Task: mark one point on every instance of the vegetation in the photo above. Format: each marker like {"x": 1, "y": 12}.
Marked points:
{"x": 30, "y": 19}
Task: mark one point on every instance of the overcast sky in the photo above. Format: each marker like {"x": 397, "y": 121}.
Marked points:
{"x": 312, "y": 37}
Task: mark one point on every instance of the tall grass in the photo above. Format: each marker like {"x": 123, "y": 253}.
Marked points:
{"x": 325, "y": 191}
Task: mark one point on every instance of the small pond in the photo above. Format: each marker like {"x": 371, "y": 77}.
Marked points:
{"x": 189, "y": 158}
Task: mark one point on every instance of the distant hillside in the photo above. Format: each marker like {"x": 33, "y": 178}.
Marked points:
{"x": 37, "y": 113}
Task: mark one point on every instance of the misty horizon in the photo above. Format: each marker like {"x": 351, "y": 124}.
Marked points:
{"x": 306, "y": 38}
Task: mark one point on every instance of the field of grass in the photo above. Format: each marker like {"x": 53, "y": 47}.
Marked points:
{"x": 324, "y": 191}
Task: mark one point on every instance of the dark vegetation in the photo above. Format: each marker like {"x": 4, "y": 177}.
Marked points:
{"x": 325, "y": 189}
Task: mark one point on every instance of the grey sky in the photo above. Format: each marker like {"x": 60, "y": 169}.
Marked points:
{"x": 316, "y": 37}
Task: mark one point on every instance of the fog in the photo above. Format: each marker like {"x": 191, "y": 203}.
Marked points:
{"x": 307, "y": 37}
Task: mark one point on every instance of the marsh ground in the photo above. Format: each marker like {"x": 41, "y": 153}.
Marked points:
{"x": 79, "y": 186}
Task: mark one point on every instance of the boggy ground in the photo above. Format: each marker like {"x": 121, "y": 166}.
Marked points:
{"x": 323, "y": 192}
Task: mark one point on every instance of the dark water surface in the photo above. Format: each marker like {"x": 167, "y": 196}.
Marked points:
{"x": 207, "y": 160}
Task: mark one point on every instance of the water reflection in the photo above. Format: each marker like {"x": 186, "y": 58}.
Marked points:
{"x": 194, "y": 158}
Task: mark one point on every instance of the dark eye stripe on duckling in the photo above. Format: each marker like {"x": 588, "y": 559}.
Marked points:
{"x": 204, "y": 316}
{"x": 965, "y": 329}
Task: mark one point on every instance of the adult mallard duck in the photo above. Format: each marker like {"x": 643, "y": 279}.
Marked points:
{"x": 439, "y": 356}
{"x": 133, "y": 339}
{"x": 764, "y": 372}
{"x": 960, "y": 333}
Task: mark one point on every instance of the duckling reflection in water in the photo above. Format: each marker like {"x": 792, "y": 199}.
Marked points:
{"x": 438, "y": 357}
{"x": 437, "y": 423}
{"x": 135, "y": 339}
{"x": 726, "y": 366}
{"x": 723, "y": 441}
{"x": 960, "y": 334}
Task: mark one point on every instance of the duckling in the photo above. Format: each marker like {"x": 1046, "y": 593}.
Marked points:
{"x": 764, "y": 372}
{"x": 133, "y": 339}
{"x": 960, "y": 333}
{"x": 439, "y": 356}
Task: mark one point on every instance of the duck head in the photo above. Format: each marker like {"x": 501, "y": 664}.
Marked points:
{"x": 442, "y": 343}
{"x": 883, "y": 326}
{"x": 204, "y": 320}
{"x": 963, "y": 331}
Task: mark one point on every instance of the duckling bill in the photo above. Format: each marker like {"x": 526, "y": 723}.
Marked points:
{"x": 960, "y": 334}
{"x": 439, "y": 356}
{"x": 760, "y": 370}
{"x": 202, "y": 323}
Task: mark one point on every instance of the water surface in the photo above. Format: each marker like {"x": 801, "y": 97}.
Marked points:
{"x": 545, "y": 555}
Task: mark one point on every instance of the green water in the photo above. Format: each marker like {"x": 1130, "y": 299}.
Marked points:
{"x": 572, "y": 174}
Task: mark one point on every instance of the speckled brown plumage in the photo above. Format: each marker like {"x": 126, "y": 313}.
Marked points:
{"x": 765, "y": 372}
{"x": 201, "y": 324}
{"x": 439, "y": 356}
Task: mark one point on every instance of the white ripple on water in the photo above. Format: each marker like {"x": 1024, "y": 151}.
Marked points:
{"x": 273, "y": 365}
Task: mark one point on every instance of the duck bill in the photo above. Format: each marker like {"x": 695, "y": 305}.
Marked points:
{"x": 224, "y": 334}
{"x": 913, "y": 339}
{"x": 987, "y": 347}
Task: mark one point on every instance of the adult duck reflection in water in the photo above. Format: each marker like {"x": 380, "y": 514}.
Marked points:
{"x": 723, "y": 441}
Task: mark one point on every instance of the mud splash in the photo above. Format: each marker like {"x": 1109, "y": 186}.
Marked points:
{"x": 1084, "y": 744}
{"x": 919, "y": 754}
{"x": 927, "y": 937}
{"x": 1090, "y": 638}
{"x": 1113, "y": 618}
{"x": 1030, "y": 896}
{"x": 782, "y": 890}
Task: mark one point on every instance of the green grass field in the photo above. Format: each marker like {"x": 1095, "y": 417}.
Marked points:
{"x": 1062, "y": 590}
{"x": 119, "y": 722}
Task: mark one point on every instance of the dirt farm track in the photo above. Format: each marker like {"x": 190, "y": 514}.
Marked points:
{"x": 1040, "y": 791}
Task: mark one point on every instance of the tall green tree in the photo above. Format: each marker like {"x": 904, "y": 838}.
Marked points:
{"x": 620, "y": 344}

## To do:
Copy out every row above word for word, keeping them in their original order.

## Finished exercise:
Task: mark one point on every instance of the vegetation in the photo above. Format: each marker like {"x": 1, "y": 12}.
Marked points:
{"x": 30, "y": 19}
Task: mark one point on every instance of the overcast sky in the photo above. Format: each marker like {"x": 397, "y": 121}.
Marked points:
{"x": 312, "y": 37}
Task: mark one point on every instance of the tall grass in the photo above. Format: each marker like {"x": 123, "y": 253}.
Marked points:
{"x": 325, "y": 191}
Task: mark one point on every instance of the small pond in the photo above. Format: each marker like {"x": 371, "y": 77}.
Marked points:
{"x": 189, "y": 158}
Task: mark one point on every instance of the distant hillside in the photo above. Format: each marker like {"x": 33, "y": 178}.
Marked points:
{"x": 37, "y": 113}
Task: mark one point on every instance of the misty horizon in the photo above. Format: each marker like {"x": 351, "y": 124}.
Marked points:
{"x": 306, "y": 38}
Task: mark one point on every instance of the field of grass in the photo above. Format: each marker like {"x": 53, "y": 47}.
Marked points:
{"x": 324, "y": 191}
Task: mark one point on every instance of the dark vegetation in the photo above. Format: each marker like {"x": 4, "y": 177}.
Marked points:
{"x": 325, "y": 189}
Task: mark one point on every instance of the grey sky in the photo above. Format: each marker like {"x": 60, "y": 169}.
Marked points:
{"x": 316, "y": 37}
Task: mark one point on every instance of the fog in the photo above. Format: each marker like {"x": 191, "y": 203}.
Marked points:
{"x": 307, "y": 37}
Task: mark one point on every instance of the marsh ground in the photo above. Format: each marker like {"x": 41, "y": 153}.
Marked points:
{"x": 79, "y": 186}
Task: mark one point on every instance of the boggy ground in the photo above. Format: each marker like {"x": 121, "y": 166}.
Marked points:
{"x": 323, "y": 192}
Task: mark one point on every instance of the dark water surface in the photo above. Format: each marker like {"x": 167, "y": 196}.
Marked points:
{"x": 207, "y": 160}
Task: mark one point on every instance of the water reflection in the photo above. Format: each marker like {"x": 186, "y": 58}.
Marked points:
{"x": 194, "y": 158}
Task: mark one point on every instance of the dark eye stripe on duckling in the photo above. Format: each marker like {"x": 588, "y": 559}.
Marked points:
{"x": 204, "y": 316}
{"x": 965, "y": 329}
Task: mark one point on every instance of the adult mallard duck in the photo above. Format: each marker like {"x": 643, "y": 279}.
Marked points:
{"x": 439, "y": 356}
{"x": 133, "y": 339}
{"x": 764, "y": 372}
{"x": 960, "y": 333}
Task: mark one point on every instance of the duckling reflection in water in the photo above. Format: each marker like {"x": 792, "y": 199}.
Marked points:
{"x": 438, "y": 357}
{"x": 437, "y": 423}
{"x": 135, "y": 339}
{"x": 726, "y": 366}
{"x": 723, "y": 441}
{"x": 960, "y": 334}
Task: mark one point on every instance of the duckling in the photo above. Format: each marker like {"x": 1046, "y": 593}.
Marked points:
{"x": 764, "y": 372}
{"x": 133, "y": 339}
{"x": 960, "y": 333}
{"x": 439, "y": 356}
Task: mark one point on every instance of the duck head in the photo above. Format: each marker like {"x": 501, "y": 664}.
Marked points:
{"x": 442, "y": 343}
{"x": 883, "y": 326}
{"x": 204, "y": 320}
{"x": 963, "y": 331}
Task: mark one point on every instance of the duckling bill in the photo above. Format: each marker like {"x": 526, "y": 723}.
Marked points:
{"x": 960, "y": 334}
{"x": 439, "y": 356}
{"x": 760, "y": 370}
{"x": 202, "y": 323}
Task: mark one point on every instance of the water surface in the photo above. Format: each marker like {"x": 801, "y": 97}.
Marked points:
{"x": 545, "y": 555}
Task: mark one point on every instance of the green water in the photo above. Format: each marker like {"x": 1130, "y": 299}.
Marked points:
{"x": 572, "y": 174}
Task: mark one point on every instance of the speckled brown plumage in the photo above. Format: each marker like {"x": 126, "y": 313}.
Marked points:
{"x": 765, "y": 372}
{"x": 201, "y": 324}
{"x": 439, "y": 356}
Task: mark one point on every instance of the white ripple on water in the photo above. Format: each marker like {"x": 1024, "y": 151}.
Marked points:
{"x": 273, "y": 365}
Task: mark one point on every instance of the duck bill in the photo above. Format: each marker like {"x": 695, "y": 305}.
Marked points:
{"x": 224, "y": 334}
{"x": 913, "y": 339}
{"x": 987, "y": 347}
Task: mark one point on every instance of the adult duck reflection in water in the photo above. Format: each marker like {"x": 380, "y": 514}.
Marked points:
{"x": 723, "y": 441}
Task: mark one point on every instance of the mud splash in the photo above. Format: each marker like {"x": 1109, "y": 186}.
Marked points:
{"x": 1084, "y": 744}
{"x": 919, "y": 754}
{"x": 927, "y": 937}
{"x": 1090, "y": 638}
{"x": 1113, "y": 618}
{"x": 1030, "y": 896}
{"x": 782, "y": 890}
Task: mark one point on every instance of the green grass field in the photo above. Format: each marker like {"x": 1095, "y": 417}.
Marked points:
{"x": 1062, "y": 590}
{"x": 119, "y": 722}
Task: mark one point on every instance of the dirt farm track in the photo above. Format: each marker like {"x": 190, "y": 514}.
Marked points:
{"x": 1040, "y": 791}
Task: mark one point on every instance of the tall green tree in the photo above. Format: each marker like {"x": 904, "y": 838}.
Marked points:
{"x": 620, "y": 344}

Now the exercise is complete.